■ Do this:
Please return, word for word, the rows below from the line containing "locate the crosswalk" through the last row, including both ends. Leave the pictures out of your answer.

■ Supplied data:
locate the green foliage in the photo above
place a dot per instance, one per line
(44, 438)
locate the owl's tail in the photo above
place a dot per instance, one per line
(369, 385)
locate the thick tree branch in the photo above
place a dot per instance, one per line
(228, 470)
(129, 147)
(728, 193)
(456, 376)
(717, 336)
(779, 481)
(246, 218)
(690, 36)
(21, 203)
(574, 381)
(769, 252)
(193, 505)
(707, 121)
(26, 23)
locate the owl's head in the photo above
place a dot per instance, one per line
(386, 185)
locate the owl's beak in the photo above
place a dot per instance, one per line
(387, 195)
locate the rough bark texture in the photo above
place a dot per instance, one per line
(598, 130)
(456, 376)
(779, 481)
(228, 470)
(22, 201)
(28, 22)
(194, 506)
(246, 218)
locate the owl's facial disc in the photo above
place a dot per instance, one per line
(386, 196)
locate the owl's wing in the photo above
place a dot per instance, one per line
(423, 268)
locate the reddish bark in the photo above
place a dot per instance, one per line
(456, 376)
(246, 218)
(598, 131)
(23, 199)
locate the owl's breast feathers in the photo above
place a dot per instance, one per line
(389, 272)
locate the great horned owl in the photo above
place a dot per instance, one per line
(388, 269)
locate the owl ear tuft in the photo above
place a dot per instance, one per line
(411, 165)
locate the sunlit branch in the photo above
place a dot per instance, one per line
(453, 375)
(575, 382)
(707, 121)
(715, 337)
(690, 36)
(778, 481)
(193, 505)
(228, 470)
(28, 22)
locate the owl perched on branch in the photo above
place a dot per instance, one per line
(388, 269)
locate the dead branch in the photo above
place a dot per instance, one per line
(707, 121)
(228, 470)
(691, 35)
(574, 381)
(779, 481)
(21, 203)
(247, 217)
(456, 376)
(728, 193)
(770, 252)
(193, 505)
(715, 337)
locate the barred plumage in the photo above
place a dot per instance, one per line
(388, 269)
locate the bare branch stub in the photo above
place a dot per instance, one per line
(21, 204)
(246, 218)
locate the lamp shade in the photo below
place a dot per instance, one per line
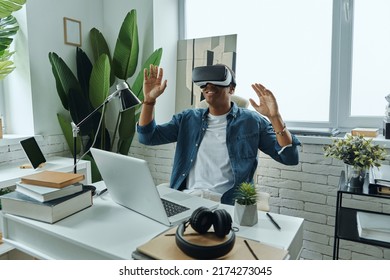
(127, 97)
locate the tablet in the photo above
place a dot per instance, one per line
(33, 152)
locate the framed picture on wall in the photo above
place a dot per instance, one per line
(72, 32)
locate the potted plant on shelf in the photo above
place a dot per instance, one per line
(245, 206)
(359, 155)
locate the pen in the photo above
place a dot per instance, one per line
(273, 221)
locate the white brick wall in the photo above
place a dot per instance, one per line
(307, 190)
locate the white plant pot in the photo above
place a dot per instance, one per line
(245, 215)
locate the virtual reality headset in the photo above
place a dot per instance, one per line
(218, 75)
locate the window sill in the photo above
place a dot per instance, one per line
(324, 140)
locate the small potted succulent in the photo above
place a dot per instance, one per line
(245, 207)
(359, 155)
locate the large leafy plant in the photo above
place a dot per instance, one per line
(81, 94)
(8, 28)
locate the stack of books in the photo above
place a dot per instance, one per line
(373, 226)
(47, 196)
(380, 179)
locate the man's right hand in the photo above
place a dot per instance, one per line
(153, 86)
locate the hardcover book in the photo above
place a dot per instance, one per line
(373, 226)
(50, 212)
(43, 194)
(52, 179)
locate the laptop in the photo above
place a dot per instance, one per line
(33, 152)
(130, 184)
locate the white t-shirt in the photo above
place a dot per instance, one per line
(212, 170)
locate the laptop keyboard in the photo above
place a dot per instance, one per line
(172, 208)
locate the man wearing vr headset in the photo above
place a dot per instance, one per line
(216, 147)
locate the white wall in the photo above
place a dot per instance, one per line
(44, 33)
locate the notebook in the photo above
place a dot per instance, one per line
(131, 185)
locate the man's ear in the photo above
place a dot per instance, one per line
(232, 89)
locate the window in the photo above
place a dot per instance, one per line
(302, 50)
(2, 111)
(371, 57)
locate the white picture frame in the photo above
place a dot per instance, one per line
(72, 32)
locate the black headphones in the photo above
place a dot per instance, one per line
(201, 220)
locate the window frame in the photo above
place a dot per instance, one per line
(341, 70)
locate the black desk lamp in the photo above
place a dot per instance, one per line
(128, 100)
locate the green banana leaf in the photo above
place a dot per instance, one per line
(8, 28)
(99, 83)
(84, 69)
(126, 51)
(129, 118)
(7, 7)
(65, 79)
(99, 46)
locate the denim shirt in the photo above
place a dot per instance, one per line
(247, 132)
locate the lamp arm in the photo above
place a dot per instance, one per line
(76, 127)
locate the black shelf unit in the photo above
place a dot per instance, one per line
(345, 224)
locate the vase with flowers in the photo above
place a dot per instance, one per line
(359, 155)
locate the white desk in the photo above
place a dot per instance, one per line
(109, 231)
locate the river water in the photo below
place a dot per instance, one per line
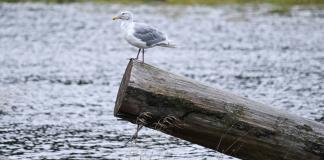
(61, 65)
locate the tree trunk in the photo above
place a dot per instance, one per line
(214, 118)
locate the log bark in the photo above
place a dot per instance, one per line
(214, 118)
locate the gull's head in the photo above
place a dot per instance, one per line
(126, 16)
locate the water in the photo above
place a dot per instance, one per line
(61, 65)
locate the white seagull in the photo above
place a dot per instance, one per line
(141, 35)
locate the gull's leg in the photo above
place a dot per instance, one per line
(143, 55)
(138, 53)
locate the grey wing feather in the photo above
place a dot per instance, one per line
(148, 34)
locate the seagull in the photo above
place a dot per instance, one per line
(141, 35)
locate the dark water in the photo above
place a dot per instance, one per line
(60, 68)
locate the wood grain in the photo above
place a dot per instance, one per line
(214, 118)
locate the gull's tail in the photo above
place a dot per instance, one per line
(167, 44)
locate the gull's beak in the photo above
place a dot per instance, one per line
(115, 17)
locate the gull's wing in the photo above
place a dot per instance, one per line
(148, 34)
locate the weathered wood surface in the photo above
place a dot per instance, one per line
(215, 119)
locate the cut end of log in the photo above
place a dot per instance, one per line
(214, 118)
(123, 86)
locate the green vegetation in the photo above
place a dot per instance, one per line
(187, 2)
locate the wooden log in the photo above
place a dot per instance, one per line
(214, 118)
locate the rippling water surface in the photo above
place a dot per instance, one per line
(60, 68)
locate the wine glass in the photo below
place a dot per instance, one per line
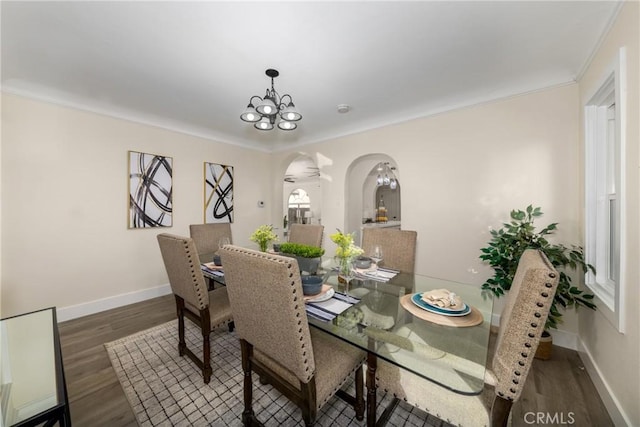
(377, 256)
(223, 241)
(347, 273)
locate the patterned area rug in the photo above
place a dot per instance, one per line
(165, 389)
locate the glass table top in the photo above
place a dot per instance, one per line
(31, 371)
(454, 357)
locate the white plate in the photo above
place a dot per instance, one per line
(416, 300)
(326, 297)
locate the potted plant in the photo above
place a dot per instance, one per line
(308, 256)
(507, 245)
(346, 250)
(263, 235)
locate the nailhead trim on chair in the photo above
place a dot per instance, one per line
(289, 264)
(201, 300)
(527, 344)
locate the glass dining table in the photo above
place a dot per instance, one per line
(390, 324)
(386, 320)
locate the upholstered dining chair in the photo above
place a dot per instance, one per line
(207, 236)
(207, 310)
(306, 234)
(521, 325)
(305, 364)
(398, 246)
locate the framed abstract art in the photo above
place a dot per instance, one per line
(150, 190)
(218, 193)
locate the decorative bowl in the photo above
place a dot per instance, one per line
(362, 262)
(311, 285)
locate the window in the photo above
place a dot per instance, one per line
(604, 192)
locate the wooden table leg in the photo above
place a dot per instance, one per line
(372, 363)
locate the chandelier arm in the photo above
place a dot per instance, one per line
(286, 95)
(254, 96)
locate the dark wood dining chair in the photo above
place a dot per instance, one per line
(398, 246)
(306, 365)
(306, 234)
(521, 325)
(208, 310)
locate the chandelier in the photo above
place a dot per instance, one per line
(273, 107)
(383, 176)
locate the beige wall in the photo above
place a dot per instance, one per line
(64, 205)
(613, 355)
(463, 172)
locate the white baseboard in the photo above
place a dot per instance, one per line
(92, 307)
(617, 414)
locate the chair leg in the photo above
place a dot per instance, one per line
(359, 403)
(308, 407)
(500, 410)
(205, 325)
(180, 309)
(248, 416)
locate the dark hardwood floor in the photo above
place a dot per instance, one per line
(559, 389)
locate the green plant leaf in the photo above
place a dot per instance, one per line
(509, 242)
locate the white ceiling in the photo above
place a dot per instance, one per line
(192, 66)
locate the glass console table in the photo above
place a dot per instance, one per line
(32, 383)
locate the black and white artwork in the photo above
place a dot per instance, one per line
(150, 190)
(218, 193)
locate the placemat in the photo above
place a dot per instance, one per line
(472, 319)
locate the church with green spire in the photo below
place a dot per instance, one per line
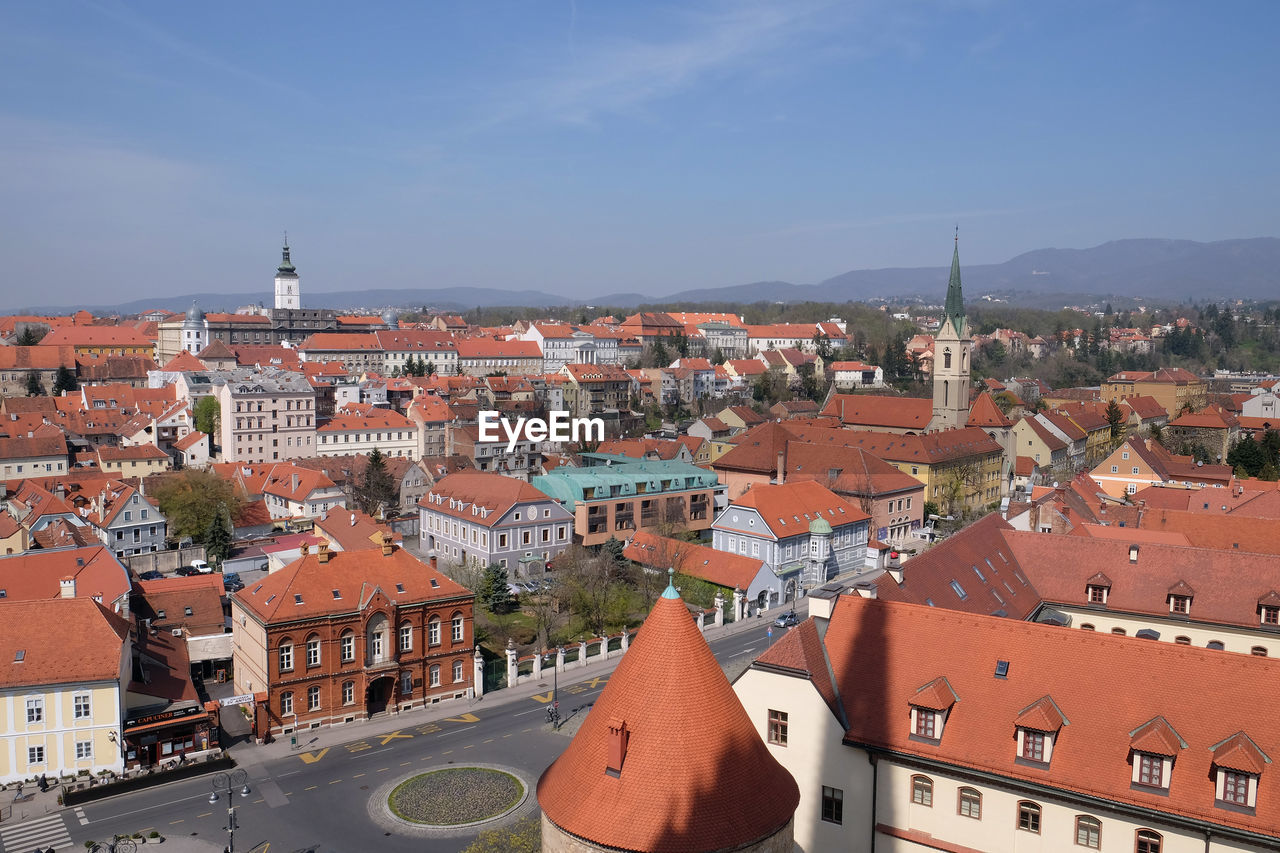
(951, 350)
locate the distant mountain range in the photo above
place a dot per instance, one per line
(1152, 270)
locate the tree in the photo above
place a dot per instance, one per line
(218, 538)
(1115, 418)
(64, 382)
(375, 489)
(192, 500)
(208, 413)
(492, 592)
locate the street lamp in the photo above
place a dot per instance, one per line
(227, 783)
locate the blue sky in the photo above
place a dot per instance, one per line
(584, 147)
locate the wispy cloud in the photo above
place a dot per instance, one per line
(622, 74)
(190, 51)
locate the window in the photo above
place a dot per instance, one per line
(832, 804)
(1151, 770)
(1088, 831)
(1028, 817)
(970, 803)
(927, 724)
(1235, 788)
(922, 790)
(778, 728)
(1033, 746)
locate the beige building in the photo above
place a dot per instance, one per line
(62, 692)
(266, 415)
(910, 728)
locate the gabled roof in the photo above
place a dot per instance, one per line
(695, 772)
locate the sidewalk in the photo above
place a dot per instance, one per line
(248, 755)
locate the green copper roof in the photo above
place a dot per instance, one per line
(955, 299)
(286, 267)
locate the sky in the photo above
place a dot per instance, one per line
(585, 147)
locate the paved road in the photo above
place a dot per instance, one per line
(315, 798)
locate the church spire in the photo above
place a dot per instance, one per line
(955, 299)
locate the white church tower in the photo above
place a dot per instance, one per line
(951, 349)
(288, 292)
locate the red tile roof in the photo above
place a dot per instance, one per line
(87, 644)
(721, 568)
(695, 774)
(881, 652)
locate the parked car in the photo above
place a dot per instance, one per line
(787, 619)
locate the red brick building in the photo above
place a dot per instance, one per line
(337, 637)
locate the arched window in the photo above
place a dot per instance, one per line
(1028, 816)
(312, 651)
(286, 655)
(922, 790)
(1148, 842)
(1088, 831)
(970, 803)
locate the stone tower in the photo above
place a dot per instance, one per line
(951, 349)
(667, 760)
(288, 292)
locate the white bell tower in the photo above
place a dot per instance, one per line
(288, 291)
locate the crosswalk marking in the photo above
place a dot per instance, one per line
(45, 831)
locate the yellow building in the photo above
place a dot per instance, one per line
(62, 692)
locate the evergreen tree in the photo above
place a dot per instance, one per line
(64, 382)
(376, 488)
(218, 538)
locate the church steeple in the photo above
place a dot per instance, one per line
(955, 297)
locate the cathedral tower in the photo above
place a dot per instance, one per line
(951, 349)
(288, 292)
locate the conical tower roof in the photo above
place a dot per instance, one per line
(955, 297)
(694, 775)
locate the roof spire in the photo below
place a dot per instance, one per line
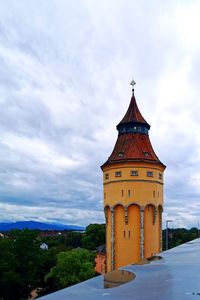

■ Task answer:
locate the crosswalk marking in the photo above
place a dot per instance, one per line
(45, 831)
locate the yellow building in the photo above
place a dot per instance, one per line
(62, 692)
locate the evergreen tree in the photo above
place a dot per instance, one per line
(64, 382)
(376, 488)
(218, 538)
locate the church steeple in the photo above
place a dot per instance, one per line
(955, 297)
locate the cathedral tower in the photo above
place a dot per instance, one per line
(951, 349)
(288, 292)
locate the conical tower roof in the photo above
place a dot per instance, one per line
(955, 297)
(694, 775)
locate the roof spire in the photo below
place a dot per instance, one per line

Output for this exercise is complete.